Saw Mrs. Maltin at last, on May 13. Felt awfully sorry for her, but I had to ask her for all of our tax papers. We were very polite. I also had to tell her that a man from the District Attorney's office had called and asked about Arnold, who has apparently been reported for fraud of some kind. This didn't seem to worry her unduly. She is faithful unto death; her huge ass seems somehow to express this. She said quite seriously of Arnold that he was the most sensitive man she has ever met. She obviously accepts his view of himself as a victim of society.

On May 19, Truman Capote called, from Long Island. He just wanted to talk. He was very bright and friendly. But he told me that he had had two operations for cancer in the rectum; he had thought it was piles for a long time. The pain had been terrible, and then, after the operations, he had a nervous breakdown and had to go to a clinic in Switzerland for three months. I had just the slightest impression that this was a signal for help. Maybe he is sending out a lot of them. It is peculiarly shocking to see this terrible thing happen to a whiz kid of success. I wanted to take him in my arms and somehow reassure him. And there was absolutely nothing to say—at least, not over the phone, not to Truman. I am glad that he has Jack Dunphy with him.

 

June 3.
Mary Lazar, whom we saw at a party on the 28th, given by Jennifer and Norton Simon, made light of Truman's cancer to Don, saying it was nothing at all serious. (Is there such a thing as an unserious cancer? The Lazars are in disfavor slightly, anyhow, because we invited them to the dress rehearsal of our play and they excused themselves at the last moment through a secretary.)

The Simon party was given for Lauren Bacall; it was also a first-anniversary celebration of their wedding. Their marriage seems to be going well and I began to like Norton; he does seem to be sensible politically, and being sensible is all one can expect of Republicans. Bacall was terrific—like a campy alligator, very like Beatrix Lehmann at her funniest, but not so bitter. Senator McGovern
165
also showed up—thus causing the house to be immediately surrounded by secret service men. He was probably exhausted. He thrilled none of us but did his best to be pleasant. He's all we've got to vote for—that was the attitude of the Democrats present. I'm sure we can't win, anyway.

The “Frankenstein” script is now cut down from 199 and ½ pages to 139 and ½, which is exactly what Hunt required. I think we did a very neat job. Now there is no excuse left for Hunt—he must leave Texas and come back here and do something about getting a director. We have decided to start work again on “The Mummy” the day after tomorrow, but at slow speed.

Anecdotes and miscellaneous information:

John Gielgud told us this story about Mae West. She was asked, “Do you ever smoke after you've had sex?” She answered, “I never looked.”

★ ★ ★ ★ ★

> **Tasks**
A. From the diary excerpt, extract the text between "Saw Mrs. Maltin" and "victim of society.", inclusive.
B. According to the diary excerpt, where did Truman Capote go after his nervous breakdown, and for how long?

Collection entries
★ ★ ★ ★ ★

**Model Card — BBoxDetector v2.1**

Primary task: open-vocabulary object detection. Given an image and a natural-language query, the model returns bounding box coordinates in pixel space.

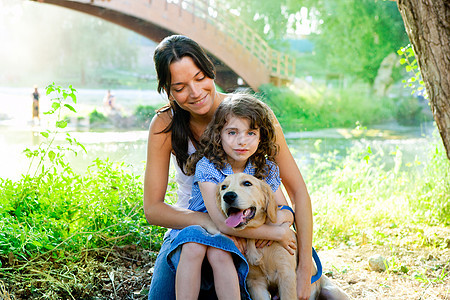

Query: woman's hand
[255,239,273,248]
[277,223,297,255]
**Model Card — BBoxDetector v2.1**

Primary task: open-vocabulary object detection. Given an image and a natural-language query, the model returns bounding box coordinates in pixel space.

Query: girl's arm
[275,187,294,225]
[144,111,215,229]
[199,182,296,254]
[275,115,313,299]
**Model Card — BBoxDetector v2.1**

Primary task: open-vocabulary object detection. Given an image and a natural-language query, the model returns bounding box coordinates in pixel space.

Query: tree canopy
[228,0,408,84]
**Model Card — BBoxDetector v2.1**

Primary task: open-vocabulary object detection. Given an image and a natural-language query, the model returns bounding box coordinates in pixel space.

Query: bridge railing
[165,0,295,80]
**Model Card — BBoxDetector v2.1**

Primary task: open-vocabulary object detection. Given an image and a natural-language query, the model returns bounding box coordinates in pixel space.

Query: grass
[0,83,450,299]
[304,135,450,248]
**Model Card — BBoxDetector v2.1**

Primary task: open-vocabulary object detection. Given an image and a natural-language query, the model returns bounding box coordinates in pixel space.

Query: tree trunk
[397,0,450,159]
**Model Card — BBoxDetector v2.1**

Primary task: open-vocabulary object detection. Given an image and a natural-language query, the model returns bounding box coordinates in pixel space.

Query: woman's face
[169,56,216,115]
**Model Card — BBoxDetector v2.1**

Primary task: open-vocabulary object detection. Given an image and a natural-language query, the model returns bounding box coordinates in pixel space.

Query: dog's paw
[203,225,220,235]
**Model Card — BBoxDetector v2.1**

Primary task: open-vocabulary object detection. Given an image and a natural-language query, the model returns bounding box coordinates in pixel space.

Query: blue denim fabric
[167,225,250,299]
[148,236,175,300]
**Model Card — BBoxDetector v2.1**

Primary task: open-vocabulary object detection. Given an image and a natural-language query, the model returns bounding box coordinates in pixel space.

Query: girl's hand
[226,234,247,254]
[278,223,297,255]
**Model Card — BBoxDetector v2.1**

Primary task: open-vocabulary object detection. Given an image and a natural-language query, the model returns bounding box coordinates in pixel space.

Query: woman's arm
[270,116,313,299]
[275,187,294,225]
[199,182,296,254]
[144,112,215,229]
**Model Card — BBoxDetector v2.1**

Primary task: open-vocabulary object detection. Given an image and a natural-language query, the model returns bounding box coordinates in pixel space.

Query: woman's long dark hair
[153,35,216,172]
[186,94,278,179]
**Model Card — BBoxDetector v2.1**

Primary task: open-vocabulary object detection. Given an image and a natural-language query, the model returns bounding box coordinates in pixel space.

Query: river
[0,87,435,180]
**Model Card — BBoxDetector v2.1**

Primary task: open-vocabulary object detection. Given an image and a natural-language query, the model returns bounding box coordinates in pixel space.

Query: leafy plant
[24,83,86,177]
[397,44,428,99]
[134,105,157,128]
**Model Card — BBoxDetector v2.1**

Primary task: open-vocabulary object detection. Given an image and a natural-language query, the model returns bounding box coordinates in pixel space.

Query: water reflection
[0,88,435,179]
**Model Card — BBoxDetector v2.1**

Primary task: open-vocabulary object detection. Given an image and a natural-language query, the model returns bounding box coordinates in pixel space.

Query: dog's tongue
[225,209,248,228]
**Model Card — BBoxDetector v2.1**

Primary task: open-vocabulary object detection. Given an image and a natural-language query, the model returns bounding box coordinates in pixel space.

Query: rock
[369,254,389,272]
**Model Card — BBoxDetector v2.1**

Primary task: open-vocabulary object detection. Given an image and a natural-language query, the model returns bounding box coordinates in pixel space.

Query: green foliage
[0,160,165,259]
[397,44,428,99]
[396,97,433,125]
[89,109,108,124]
[314,0,408,84]
[303,139,450,247]
[24,83,86,177]
[260,85,394,131]
[0,83,167,260]
[134,105,158,128]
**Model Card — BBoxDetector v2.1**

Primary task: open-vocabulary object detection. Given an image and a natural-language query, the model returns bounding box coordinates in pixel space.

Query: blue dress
[167,157,281,299]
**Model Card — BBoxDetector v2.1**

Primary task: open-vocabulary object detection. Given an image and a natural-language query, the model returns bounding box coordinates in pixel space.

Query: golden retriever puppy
[217,173,350,300]
[217,173,297,300]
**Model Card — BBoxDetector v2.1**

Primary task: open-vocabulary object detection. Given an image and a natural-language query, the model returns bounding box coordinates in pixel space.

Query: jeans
[148,237,217,300]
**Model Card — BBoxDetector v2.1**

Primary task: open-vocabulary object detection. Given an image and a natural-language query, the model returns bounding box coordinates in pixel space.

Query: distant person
[31,86,41,124]
[103,90,116,110]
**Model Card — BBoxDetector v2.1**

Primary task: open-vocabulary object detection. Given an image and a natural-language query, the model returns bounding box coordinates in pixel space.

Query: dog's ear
[261,181,277,223]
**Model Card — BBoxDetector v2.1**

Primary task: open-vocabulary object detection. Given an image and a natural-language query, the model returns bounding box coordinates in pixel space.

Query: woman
[144,36,312,299]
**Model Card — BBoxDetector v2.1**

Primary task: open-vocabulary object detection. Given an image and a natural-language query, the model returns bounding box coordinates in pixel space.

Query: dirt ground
[0,228,450,300]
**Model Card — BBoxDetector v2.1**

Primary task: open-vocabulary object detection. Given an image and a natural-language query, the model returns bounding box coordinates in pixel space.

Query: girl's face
[220,116,260,172]
[169,56,216,115]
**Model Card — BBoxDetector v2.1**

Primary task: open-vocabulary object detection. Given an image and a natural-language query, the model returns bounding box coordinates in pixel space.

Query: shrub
[134,105,157,128]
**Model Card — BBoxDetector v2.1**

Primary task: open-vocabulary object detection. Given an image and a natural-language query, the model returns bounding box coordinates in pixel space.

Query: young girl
[167,94,295,299]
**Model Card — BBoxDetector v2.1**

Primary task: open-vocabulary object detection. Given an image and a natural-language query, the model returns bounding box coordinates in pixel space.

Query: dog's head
[217,173,277,229]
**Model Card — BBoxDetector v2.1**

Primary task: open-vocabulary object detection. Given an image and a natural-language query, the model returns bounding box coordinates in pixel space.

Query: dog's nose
[223,192,237,204]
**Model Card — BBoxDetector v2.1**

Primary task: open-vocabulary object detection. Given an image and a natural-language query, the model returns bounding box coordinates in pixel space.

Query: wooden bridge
[31,0,295,91]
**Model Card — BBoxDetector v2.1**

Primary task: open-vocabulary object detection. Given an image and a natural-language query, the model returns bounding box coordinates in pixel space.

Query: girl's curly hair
[186,93,278,179]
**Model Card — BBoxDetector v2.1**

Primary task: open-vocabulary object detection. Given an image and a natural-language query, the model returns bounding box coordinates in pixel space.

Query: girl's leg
[206,247,241,300]
[175,243,207,300]
[148,238,175,300]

★ ★ ★ ★ ★

> **Responses to the exercise**
A.
Saw Mrs. Maltin at last, on May 13. Felt awfully sorry for her, but I had to ask her for all of our tax papers. We were very polite. I also had to tell her that a man from the District Attorney's office had called and asked about Arnold, who has apparently been reported for fraud of some kind. This didn't seem to worry her unduly. She is faithful unto death; her huge ass seems somehow to express this. She said quite seriously of Arnold that he was the most sensitive man she has ever met. She obviously accepts his view of himself as a victim of society.

B. To a clinic in Switzerland, for three months.